Pointing rows
>> START

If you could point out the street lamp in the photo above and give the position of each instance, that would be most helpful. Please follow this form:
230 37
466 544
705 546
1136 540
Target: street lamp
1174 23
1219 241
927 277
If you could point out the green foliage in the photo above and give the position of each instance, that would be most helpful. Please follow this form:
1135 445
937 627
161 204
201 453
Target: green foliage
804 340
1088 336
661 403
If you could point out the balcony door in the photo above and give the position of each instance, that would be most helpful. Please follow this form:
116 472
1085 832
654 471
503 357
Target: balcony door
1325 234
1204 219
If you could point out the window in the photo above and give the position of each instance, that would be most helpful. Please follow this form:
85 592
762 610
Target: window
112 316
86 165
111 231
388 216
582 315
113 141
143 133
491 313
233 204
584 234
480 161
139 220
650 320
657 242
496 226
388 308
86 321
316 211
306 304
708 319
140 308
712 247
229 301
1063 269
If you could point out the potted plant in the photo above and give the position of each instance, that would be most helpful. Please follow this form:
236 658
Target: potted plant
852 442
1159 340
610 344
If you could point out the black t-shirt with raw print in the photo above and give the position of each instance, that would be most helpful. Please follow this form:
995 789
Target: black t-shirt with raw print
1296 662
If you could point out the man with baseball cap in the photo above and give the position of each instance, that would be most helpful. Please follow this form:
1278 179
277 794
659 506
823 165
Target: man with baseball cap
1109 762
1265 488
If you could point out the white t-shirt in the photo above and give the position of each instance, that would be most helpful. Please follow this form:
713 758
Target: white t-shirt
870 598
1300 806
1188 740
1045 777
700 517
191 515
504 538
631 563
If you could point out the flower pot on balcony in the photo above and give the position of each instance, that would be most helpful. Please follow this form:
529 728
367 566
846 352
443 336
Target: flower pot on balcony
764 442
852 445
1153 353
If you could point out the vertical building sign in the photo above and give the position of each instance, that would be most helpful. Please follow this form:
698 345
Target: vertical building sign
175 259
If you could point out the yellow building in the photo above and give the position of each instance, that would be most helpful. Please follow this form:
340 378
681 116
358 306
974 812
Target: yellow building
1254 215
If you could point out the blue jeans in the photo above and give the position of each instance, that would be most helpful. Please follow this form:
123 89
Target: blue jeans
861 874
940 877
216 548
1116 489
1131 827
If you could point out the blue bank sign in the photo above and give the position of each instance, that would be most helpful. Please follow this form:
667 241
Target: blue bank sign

>> END

▸ Exercise description
Switch each "most helpful" in the rows above to "very useful", and leave everything else unchanged.

▸ Exercise response
If you could point out the street lamp in the photo above and give the position of each instance, that would be very useful. Please follow this form:
230 37
466 544
705 546
1136 540
Target: street lamp
1174 23
1219 241
927 277
If you could point out the green foliage in the photo above and give the position of each instance, that would be very useful. Please follow this form:
1135 445
937 627
161 204
201 453
Target: green foliage
804 340
1088 336
661 403
If you could point out the balcony door in the photo above and give the position of each instance, that would be very useful. Please follow this form:
116 472
1085 832
654 471
503 357
Target: balcony door
1325 234
1204 219
If you could point out the window in the photo above and give the position of each instance, that would be very useful. Please follow this form:
85 592
762 610
Target: window
112 316
86 165
111 231
388 216
582 315
113 141
143 133
491 313
233 204
584 234
480 161
139 220
650 320
657 242
496 226
388 308
86 321
316 211
306 304
708 319
140 308
712 247
229 301
1063 269
If you could point out the potted plant in the photo above and give the position of each instance, that would be very useful. Please follow this form:
236 658
Target: potted plant
852 442
1159 340
610 344
If you could point out the black t-shirt with raw print in the photo above and give the position of each instance, that would be very useful. Please follow this form:
995 789
Target: black t-shirt with raw print
1296 662
If you could point out the man with baseball cap in the photo above and give the position of each instance, that would be very useful. Please follow this form:
1278 179
277 794
659 506
823 165
Target: man with baseball cap
1109 762
1265 488
If you could point out the white t-shirt in the photo above and give the position of each instance, that would be very useful. Please follow this form:
713 758
Target: white t-shirt
870 598
1300 806
1188 740
1045 777
700 517
191 515
504 538
631 563
If you could point out the flower pot on balcony in the photo above and give the position of each instance, that would be very useful. Please follow this form:
529 728
367 566
846 352
443 336
Target: flower pot on balcony
764 442
852 445
1153 353
If you could point out the vertical building sign in the photo above and give the position of each instance, that would be very useful. Please follow this form:
698 345
Target: vertical building sign
175 259
If you could point out the yellow building in the photo above and give the position of each instance, that would be very useful. Please follow this form:
340 378
681 116
358 306
974 812
Target: yellow building
1254 215
If you could point out the blue jeans in the photo above and give the position of each instance, that would be very useful. Please follow this form:
123 89
Target: blue jeans
861 874
940 877
216 548
1116 489
1131 827
If you could point out the blue bank sign in the photo above and give the position of each instance, that would be very useful. Please follow this form:
667 241
Target: blue bank sign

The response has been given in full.